> Text passage
▽
The Waiver Experience

Leinaar has seen firsthand the hoops a transgender student had to jump through.

“We had a Zoom meeting with one of the students who had gone through the MHSAA policies and procedures and was able to participate in athletics, and that young person talked about the process that they had to go through. They were asked if they felt it was fair and equitable,” says Leinaar. “The student said yes and no. The questions were fair and to provide all of the documentation and the data they felt was fair.”

But on the other hand, “They didn’t feel it was equitable because they didn’t see that having to happen to non-gender reaffirming students. And that was a fair assessment to hear a student talk about it who had been through the process,” Leinaar says.

The MIAAA’s overarching goal for high school athletics is to allow student athletes to achieve and experience all that they can in the world of sports.

“We allow anybody to play the games that they want to play, and I think we have to continue to do that because we all believe—and I don’t care who you are—that sports are good for kids and good for society. Our job is to facilitate what’s good for kids,” Leinaar tells us.

The False Problem

While the MIAAA and MHSAA work with thousands of students across the state, the number of transgender athletes is very small. Per a February 2025 Bridge Michigan article, “Out of an estimated 175,000 high school athletes across the state, two transgender students currently have waivers.”

Adrienne Brown-Reasner, executive director of Traverse City’s Up North Pride, feels that the topic of transgender athlete participation is one that seeks to divide people.

“A large portion of our communities [are] being directly affected by the very wide variety of executive orders, bills, and legislations coming through. … I feel like [the topic of transgender athletes] is trying to draw our attention and make a problem where there isn’t a problem,” says Brown-Reasner.
△
> Data under study
▽
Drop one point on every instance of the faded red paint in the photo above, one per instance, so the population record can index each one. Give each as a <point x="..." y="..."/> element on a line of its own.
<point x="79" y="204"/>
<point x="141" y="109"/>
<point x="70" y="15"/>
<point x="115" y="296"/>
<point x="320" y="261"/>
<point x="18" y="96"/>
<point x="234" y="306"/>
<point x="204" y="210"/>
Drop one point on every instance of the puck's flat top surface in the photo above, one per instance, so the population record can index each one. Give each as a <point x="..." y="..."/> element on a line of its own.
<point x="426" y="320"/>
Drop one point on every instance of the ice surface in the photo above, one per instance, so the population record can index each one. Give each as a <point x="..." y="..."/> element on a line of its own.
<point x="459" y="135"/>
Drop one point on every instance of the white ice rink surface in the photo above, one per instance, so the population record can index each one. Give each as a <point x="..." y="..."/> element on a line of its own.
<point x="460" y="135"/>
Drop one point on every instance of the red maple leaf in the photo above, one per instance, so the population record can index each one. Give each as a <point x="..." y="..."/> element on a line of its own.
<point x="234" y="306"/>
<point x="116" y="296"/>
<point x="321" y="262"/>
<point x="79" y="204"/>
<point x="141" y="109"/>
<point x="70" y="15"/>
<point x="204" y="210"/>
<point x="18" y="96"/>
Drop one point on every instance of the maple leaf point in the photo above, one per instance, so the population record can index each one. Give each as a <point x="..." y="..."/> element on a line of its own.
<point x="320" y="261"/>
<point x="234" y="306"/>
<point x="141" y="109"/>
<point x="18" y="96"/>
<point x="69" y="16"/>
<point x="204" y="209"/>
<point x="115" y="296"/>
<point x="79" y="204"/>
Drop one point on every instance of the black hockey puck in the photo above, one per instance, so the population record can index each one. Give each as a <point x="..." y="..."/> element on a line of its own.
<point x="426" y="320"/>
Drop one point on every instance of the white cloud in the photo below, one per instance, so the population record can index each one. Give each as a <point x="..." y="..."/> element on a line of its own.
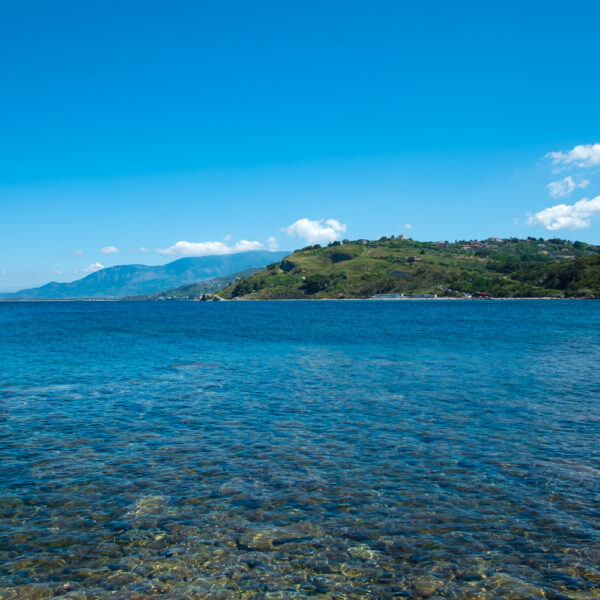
△
> Your tasks
**A.** Answer these questions about the text on transgender student athletes:
(i) When asked whether the process was fair and equitable, what did the student in the Zoom meeting answer?
(ii) According to the February 2025 Bridge Michigan article, how many transgender students currently have waivers, and out of about how many high school athletes?
(iii) What organization does Adrienne Brown-Reasner lead as executive director?
**B.** Please carry the text on transgender student athletes forward from its last sentence.

> Responses by task
**A.**
(i) The student said "yes and no."
(ii) Two transgender students have waivers, out of an estimated 175,000 high school athletes across the state.
(iii) Traverse City's Up North Pride.

**B.**
She sees discrimination against trans student athletes at the federal level as one more hurdle that these students are forced to deal with in school. (And we all know being a teenager is rarely easy.)

“You just want to be able to have that high school experience that everybody else gets to have, and these [orders] are just denying them of that opportunity for reasons that no one seems to be able to really explain because it doesn’t make sense. Just let kids be,” Brown-Reasner says.

She also points to the underlying problems in the state waiver process. “This is a situation where you are asking for very private information to make it very public. Especially a kid, someone who is 16 or 17 years old. They’re going through enough.”

The Ripple Effect

The Up North Pride director believes that the messaging behind the executive order and other laws or rules like it can have far-reaching consequences in a student’s life.

“Now you’re putting up a barrier saying, ‘You can’t do that anymore, because you’re different.’ That puts a huge strain on their mental health, and not just in the sports area,” she says. “Anything that is denying someone the opportunity to be truly who they are is wrong. It’s damaging in so many ways.”

Leinaar acknowledges the sense of remoteness a student could feel when labeled “different” (or worse) by government regulations and executive orders.

“Imagine having to be in a self-contained classroom and in no way shape or form ever being allowed to be out with ‘the normal’ student body,” she says, drawing a parallel between that hypothetical experience and what trans athletes face in sports.

“High school athletics aren’t supposed to be political. There’s nothing wrong with them [transgender kids]. They just see themselves differently than what their bodies say they are,” says Leinaar.